● Problem statement:
According to the article on South African community protests, how many of the 13 575 incidents turned violent?

13 000 protests a year stretching police capacity


An indication of South Africans’ unhappiness with the lack of service delivery from, among others, local authorities and employers, comes with the revelation by Police Minister Nkosinathi Nhleko that there were 13 575 community related protests in the country between April last year and March 2014.

Delivering his maiden budget speech in Parliament, he said the service delivery protests over the past few years had “stretched” police capacity to maintain order.

The new man at the helm of the thin blue line has as his primary task the need to ensure all people in South Africa are and feel safe. To deliver on this outcome he has been allocated R72.5 billion by National Treasury to meet five strategic goals. These are to reduce the number of serious crimes; combat border and cyber-crime; increase the percentage of trial-ready case dockets for serious crimes; stabilise public protests, and enhance local police capability.

On service delivery and other protests Nhleko said: “Of the 13 575 incidents, 11 668 were conducted peacefully and 1 907 turned violent, which led to the arrest of 2 522 individuals. We will continue to attend to these community protests with vigilance as we have done in the past with the sole intention of ensuring we secure property and life of all South Africans. We also appeal to community leaders to exercise responsible leadership which ensures protection of property and human lives”.

That South Africans find themselves living in increasing fear of falling victim to criminals came with the Ministerial review of the country’s private security sector.
“It currently employs over 485 000 security officers and has over 8 100 activity security businesses. This industry is by far one of the leading suppliers of entry-level jobs in the South African labour market with an estimated turn-over of over R50 billion,” he said.

The man who took over from Nathi Mthethwa after the May national election also announced a number of changes to the police recruitment process as well as legislative and policy reviews for the service to be better able to fight crime.
“Changes have been approved to the recruitment strategy for entry level constables with a view to ensuring only the best-suited candidates are recruited. All our new recruits will be taken through rigorous testing for their suitability before they start with formal training. They will also be taken through grooming camps for screening purposes, vetting, written assessments, physical fitness as well as other diagnostic tests on behaviour, patriotism and culture,” he said.

It is hoped the recruitment strategy changes will eliminate problems experienced previously with pending or previous convictions and fraudulent qualifications as well as nepotism.

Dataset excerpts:
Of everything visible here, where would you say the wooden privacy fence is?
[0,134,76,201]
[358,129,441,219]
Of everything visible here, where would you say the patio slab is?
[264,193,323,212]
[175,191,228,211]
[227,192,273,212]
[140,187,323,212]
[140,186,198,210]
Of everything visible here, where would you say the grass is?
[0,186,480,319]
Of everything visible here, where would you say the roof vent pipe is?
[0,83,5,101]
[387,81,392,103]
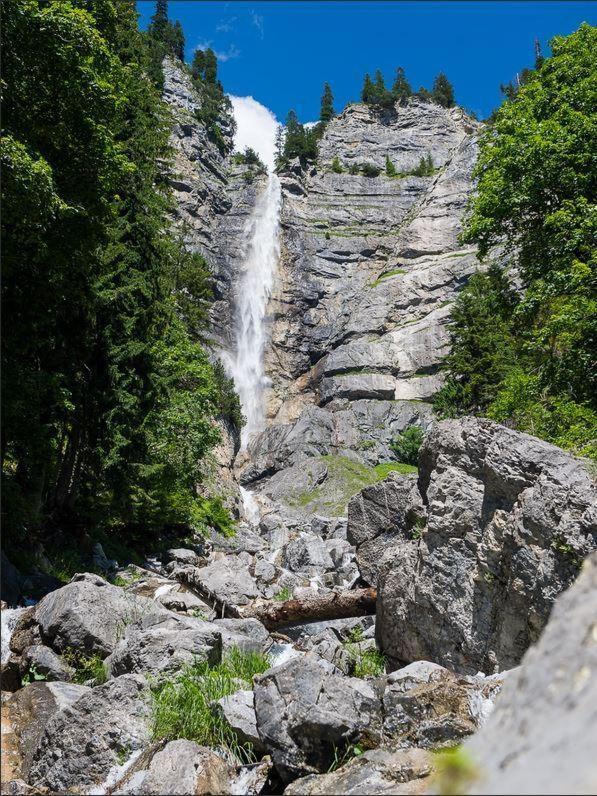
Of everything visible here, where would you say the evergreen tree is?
[361,74,375,105]
[319,83,336,124]
[431,72,456,108]
[392,66,412,105]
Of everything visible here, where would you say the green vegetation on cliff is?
[2,0,239,538]
[436,24,597,457]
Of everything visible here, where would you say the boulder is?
[35,574,170,658]
[21,644,75,683]
[464,553,597,794]
[347,472,425,586]
[134,738,230,796]
[255,655,381,782]
[3,682,91,780]
[284,749,433,796]
[213,691,265,753]
[192,555,261,605]
[30,674,151,792]
[213,619,272,654]
[106,612,222,677]
[377,417,597,673]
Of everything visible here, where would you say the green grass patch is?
[370,268,406,287]
[152,648,270,763]
[373,462,417,481]
[62,647,108,685]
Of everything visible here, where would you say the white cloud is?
[216,44,240,63]
[216,17,238,33]
[230,96,280,169]
[251,12,265,38]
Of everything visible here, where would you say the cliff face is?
[235,101,479,520]
[164,60,479,521]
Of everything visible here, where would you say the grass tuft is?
[152,647,270,764]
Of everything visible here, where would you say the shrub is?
[390,426,425,465]
[361,163,381,177]
[152,648,270,763]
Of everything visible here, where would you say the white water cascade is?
[225,97,282,524]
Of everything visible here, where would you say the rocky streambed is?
[2,418,597,794]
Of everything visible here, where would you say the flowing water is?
[224,97,282,525]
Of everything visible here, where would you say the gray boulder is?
[30,674,151,792]
[255,655,381,782]
[213,691,265,753]
[193,555,261,605]
[134,738,230,796]
[21,644,75,682]
[35,574,170,658]
[106,614,222,677]
[3,682,91,780]
[348,472,425,586]
[377,417,597,673]
[464,553,597,794]
[284,749,433,796]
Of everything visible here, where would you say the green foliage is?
[344,626,386,677]
[433,746,482,796]
[437,25,597,456]
[2,0,238,539]
[332,155,344,174]
[21,663,48,688]
[431,72,456,108]
[276,110,324,170]
[360,163,381,177]
[390,426,425,466]
[319,83,336,124]
[274,586,293,603]
[61,647,108,685]
[152,648,270,763]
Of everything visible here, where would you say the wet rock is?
[465,553,597,794]
[377,417,597,673]
[21,644,75,683]
[30,674,151,792]
[284,749,433,796]
[255,655,381,782]
[35,574,169,658]
[106,613,222,677]
[213,691,265,753]
[193,556,261,605]
[7,682,91,784]
[134,739,231,796]
[213,619,272,652]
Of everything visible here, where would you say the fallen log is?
[229,589,377,630]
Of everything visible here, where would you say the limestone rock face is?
[30,674,151,793]
[35,573,169,658]
[284,749,433,796]
[374,418,597,673]
[465,553,597,794]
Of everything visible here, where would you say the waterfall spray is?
[228,171,281,448]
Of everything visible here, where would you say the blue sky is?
[137,0,597,121]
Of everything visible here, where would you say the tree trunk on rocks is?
[232,589,377,630]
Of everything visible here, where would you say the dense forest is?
[2,0,242,564]
[2,0,597,580]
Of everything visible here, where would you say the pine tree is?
[361,74,375,105]
[319,83,336,124]
[431,72,456,108]
[392,66,412,105]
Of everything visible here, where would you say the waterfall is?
[224,97,282,525]
[229,171,281,448]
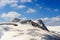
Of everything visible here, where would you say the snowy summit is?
[0,18,60,40]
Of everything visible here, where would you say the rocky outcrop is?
[13,18,49,31]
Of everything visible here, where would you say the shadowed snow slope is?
[0,23,60,40]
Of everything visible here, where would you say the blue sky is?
[0,0,60,26]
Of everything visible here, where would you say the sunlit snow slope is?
[0,23,59,40]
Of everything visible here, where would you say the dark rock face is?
[12,18,20,22]
[13,18,49,31]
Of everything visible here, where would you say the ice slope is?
[0,23,59,40]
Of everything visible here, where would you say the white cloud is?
[0,0,18,7]
[18,5,26,9]
[41,17,60,26]
[26,8,36,13]
[0,12,21,21]
[20,0,32,3]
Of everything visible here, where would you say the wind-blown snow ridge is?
[0,20,60,40]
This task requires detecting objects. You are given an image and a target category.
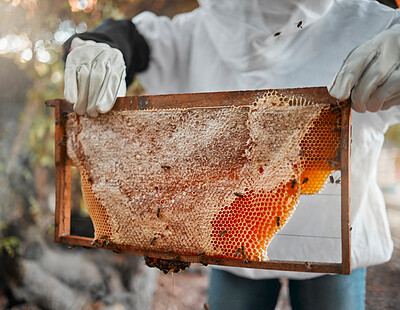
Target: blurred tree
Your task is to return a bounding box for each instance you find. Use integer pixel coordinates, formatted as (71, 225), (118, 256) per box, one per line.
(0, 0), (197, 309)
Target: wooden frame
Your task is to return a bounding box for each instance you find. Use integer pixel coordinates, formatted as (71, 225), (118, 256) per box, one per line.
(46, 87), (351, 274)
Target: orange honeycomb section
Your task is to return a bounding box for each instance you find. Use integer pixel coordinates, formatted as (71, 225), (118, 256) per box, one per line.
(79, 168), (112, 239)
(211, 107), (341, 261)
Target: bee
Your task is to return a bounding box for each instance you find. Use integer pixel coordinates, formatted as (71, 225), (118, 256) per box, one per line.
(296, 20), (303, 28)
(234, 192), (243, 198)
(150, 237), (157, 245)
(199, 258), (208, 266)
(328, 160), (338, 168)
(235, 248), (240, 257)
(242, 245), (249, 264)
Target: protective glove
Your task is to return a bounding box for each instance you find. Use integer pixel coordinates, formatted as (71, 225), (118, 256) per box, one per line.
(64, 38), (126, 117)
(328, 27), (400, 112)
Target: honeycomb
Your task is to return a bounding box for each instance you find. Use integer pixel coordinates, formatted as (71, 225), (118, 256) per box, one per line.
(67, 91), (341, 261)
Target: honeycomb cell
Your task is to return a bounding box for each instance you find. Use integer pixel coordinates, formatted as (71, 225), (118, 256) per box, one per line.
(67, 92), (341, 261)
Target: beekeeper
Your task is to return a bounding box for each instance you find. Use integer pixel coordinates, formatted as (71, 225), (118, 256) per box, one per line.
(65, 0), (400, 309)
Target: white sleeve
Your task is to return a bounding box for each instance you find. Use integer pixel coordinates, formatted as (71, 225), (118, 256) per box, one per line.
(132, 10), (198, 94)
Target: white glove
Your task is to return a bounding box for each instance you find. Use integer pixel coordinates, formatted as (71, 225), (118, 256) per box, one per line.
(328, 27), (400, 112)
(64, 38), (126, 117)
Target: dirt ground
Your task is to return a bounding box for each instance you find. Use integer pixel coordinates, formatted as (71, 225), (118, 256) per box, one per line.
(153, 205), (400, 310)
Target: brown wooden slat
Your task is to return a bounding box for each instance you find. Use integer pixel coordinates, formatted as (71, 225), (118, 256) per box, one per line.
(46, 100), (71, 242)
(61, 235), (342, 273)
(113, 87), (336, 111)
(46, 87), (351, 274)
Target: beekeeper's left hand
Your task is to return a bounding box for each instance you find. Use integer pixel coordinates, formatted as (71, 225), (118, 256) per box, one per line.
(328, 26), (400, 112)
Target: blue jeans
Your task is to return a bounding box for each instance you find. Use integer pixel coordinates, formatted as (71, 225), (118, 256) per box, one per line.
(208, 268), (366, 310)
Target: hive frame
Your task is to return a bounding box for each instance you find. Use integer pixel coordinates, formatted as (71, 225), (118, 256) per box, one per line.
(46, 87), (351, 274)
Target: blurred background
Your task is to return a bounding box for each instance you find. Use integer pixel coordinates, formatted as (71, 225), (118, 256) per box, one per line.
(0, 0), (400, 310)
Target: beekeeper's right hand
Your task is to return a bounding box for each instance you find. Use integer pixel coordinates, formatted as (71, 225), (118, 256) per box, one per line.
(64, 38), (126, 117)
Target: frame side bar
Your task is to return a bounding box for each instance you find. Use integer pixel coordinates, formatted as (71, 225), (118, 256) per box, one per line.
(53, 99), (71, 242)
(341, 101), (351, 274)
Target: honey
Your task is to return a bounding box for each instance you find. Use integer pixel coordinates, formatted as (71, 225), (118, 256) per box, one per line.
(67, 92), (341, 262)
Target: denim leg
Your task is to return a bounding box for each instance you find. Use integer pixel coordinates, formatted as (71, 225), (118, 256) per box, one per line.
(208, 268), (281, 310)
(289, 268), (366, 310)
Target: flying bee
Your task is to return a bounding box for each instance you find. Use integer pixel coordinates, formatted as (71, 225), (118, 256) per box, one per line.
(150, 237), (157, 245)
(331, 105), (340, 112)
(296, 20), (303, 28)
(219, 230), (227, 238)
(234, 192), (243, 198)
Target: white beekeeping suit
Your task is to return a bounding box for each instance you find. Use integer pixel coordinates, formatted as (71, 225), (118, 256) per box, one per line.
(65, 0), (400, 279)
(133, 0), (400, 279)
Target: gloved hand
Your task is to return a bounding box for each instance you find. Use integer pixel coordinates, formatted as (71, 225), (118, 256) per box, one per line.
(328, 27), (400, 112)
(64, 38), (126, 117)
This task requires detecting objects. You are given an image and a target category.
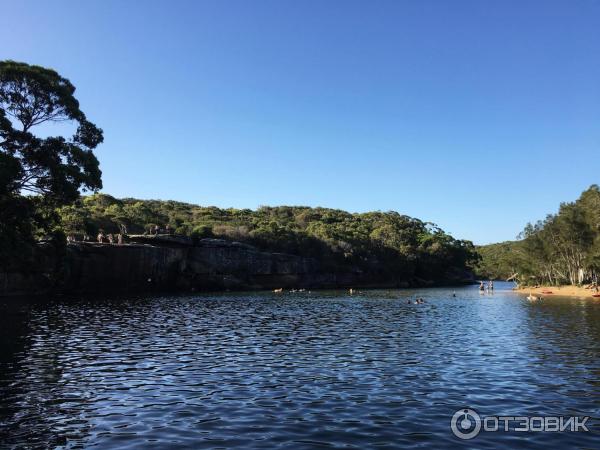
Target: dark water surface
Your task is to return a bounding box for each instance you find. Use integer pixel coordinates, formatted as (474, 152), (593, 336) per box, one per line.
(0, 287), (600, 449)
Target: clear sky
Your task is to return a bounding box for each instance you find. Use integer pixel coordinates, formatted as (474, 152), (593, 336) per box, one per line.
(0, 0), (600, 243)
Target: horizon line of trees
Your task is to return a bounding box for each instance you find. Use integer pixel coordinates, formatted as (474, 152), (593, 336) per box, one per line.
(59, 194), (478, 279)
(477, 184), (600, 285)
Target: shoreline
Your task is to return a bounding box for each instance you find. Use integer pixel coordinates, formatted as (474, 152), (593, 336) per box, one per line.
(513, 286), (600, 300)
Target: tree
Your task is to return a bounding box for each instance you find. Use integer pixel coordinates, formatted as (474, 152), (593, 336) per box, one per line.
(0, 61), (103, 268)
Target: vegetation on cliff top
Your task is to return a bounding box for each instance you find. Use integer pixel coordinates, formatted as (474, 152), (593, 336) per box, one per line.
(60, 194), (477, 280)
(0, 61), (103, 266)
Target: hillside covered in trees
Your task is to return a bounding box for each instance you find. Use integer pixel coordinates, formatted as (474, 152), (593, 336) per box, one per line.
(477, 185), (600, 285)
(59, 194), (477, 281)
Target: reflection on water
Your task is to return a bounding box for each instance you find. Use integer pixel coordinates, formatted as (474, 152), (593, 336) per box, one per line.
(0, 285), (600, 449)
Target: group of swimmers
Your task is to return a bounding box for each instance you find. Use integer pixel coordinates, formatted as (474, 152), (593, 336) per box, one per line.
(479, 280), (494, 294)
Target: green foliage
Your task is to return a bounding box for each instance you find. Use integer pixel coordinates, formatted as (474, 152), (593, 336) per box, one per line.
(67, 194), (478, 280)
(477, 185), (600, 285)
(0, 61), (102, 265)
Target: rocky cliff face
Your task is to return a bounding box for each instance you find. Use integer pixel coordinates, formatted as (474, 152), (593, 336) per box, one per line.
(0, 236), (476, 295)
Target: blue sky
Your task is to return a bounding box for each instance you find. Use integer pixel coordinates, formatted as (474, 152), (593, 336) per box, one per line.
(0, 0), (600, 243)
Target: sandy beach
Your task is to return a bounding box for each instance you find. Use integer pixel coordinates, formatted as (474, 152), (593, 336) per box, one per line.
(515, 286), (600, 300)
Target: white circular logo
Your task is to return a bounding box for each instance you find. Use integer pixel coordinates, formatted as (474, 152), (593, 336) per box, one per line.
(450, 408), (481, 439)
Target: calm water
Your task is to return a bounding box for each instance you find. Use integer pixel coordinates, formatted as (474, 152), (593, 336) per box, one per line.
(0, 285), (600, 449)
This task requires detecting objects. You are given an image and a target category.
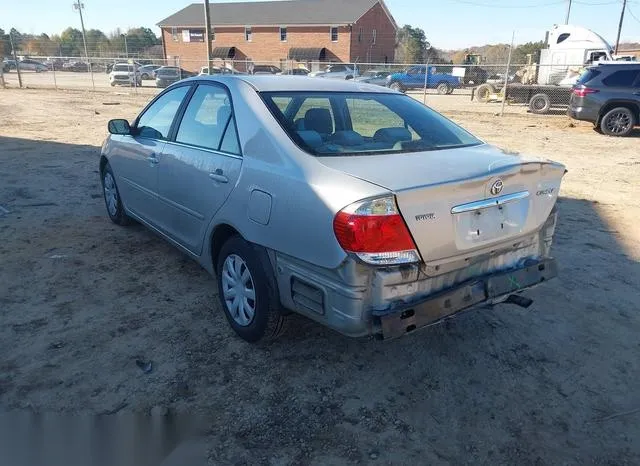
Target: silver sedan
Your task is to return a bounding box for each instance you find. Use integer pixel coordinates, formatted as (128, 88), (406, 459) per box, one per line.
(100, 76), (565, 341)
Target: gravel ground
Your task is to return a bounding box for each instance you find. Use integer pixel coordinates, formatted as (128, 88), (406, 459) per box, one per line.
(0, 90), (640, 465)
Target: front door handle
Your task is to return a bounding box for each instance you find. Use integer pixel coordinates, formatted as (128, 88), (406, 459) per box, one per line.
(209, 168), (229, 183)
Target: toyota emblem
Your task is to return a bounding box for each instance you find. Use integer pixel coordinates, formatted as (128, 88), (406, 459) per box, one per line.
(491, 180), (504, 196)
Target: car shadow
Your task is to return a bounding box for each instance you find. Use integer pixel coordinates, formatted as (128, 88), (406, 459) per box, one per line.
(0, 137), (640, 464)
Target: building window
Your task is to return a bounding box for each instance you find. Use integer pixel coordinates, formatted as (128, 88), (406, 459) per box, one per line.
(330, 26), (338, 42)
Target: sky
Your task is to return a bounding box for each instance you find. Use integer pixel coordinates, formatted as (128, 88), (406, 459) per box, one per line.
(0, 0), (640, 49)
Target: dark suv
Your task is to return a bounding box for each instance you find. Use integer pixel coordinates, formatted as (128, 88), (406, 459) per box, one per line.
(567, 62), (640, 136)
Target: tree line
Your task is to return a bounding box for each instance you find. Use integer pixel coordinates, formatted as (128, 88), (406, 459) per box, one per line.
(0, 27), (161, 57)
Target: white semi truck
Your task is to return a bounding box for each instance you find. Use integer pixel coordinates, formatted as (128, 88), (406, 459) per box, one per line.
(472, 25), (613, 113)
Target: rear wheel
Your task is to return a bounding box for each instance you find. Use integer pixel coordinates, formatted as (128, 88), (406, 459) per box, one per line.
(600, 107), (636, 136)
(216, 236), (285, 343)
(529, 94), (551, 115)
(436, 82), (453, 95)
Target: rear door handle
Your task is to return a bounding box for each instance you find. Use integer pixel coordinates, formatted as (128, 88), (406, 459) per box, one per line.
(209, 168), (229, 183)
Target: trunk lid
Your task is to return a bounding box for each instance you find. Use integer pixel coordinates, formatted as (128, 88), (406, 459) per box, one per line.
(318, 144), (565, 266)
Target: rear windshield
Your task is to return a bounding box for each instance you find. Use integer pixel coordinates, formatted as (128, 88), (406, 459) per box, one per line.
(262, 92), (482, 156)
(576, 69), (600, 84)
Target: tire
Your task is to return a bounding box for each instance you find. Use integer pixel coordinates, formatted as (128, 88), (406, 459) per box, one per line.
(600, 107), (637, 136)
(389, 81), (405, 93)
(216, 236), (285, 343)
(100, 162), (131, 226)
(436, 82), (453, 95)
(529, 93), (551, 115)
(476, 83), (496, 104)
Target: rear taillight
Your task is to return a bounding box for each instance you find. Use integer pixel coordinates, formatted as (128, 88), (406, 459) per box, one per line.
(333, 196), (420, 265)
(573, 86), (598, 97)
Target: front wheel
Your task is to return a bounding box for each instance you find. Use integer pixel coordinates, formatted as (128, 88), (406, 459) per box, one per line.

● Task output:
1 907 of the incidents turned violent.